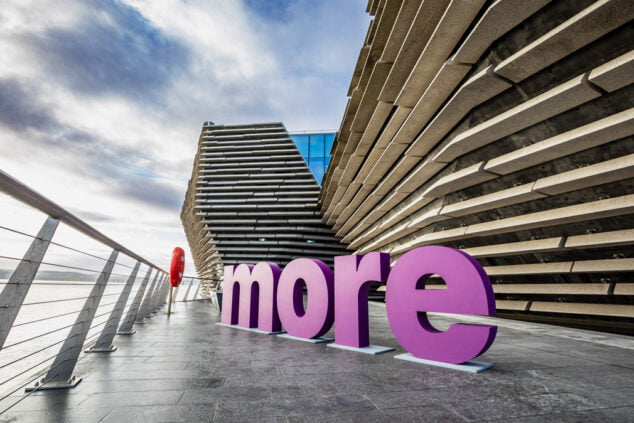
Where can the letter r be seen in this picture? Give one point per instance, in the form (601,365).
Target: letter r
(353,277)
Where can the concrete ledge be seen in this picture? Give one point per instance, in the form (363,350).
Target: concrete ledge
(309,340)
(469,366)
(370,349)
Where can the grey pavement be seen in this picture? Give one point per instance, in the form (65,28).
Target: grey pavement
(185,368)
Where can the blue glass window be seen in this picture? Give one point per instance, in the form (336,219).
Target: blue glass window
(316,145)
(330,138)
(318,168)
(301,141)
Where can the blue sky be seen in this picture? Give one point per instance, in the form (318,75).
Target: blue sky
(101,101)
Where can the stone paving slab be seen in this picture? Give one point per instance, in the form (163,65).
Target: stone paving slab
(185,368)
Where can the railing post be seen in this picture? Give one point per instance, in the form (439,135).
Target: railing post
(130,317)
(104,343)
(161,290)
(144,311)
(175,294)
(191,282)
(18,285)
(60,375)
(197,289)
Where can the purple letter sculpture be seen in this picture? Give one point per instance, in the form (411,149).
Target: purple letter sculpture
(468,292)
(317,318)
(353,277)
(250,294)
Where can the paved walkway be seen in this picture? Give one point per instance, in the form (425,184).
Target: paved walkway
= = = = = = =
* [WHAT IS BEING ASKED]:
Counting only lines that contain "walkway", what is the total for the entries above? Give the number alone.

* [TASK ANSWER]:
2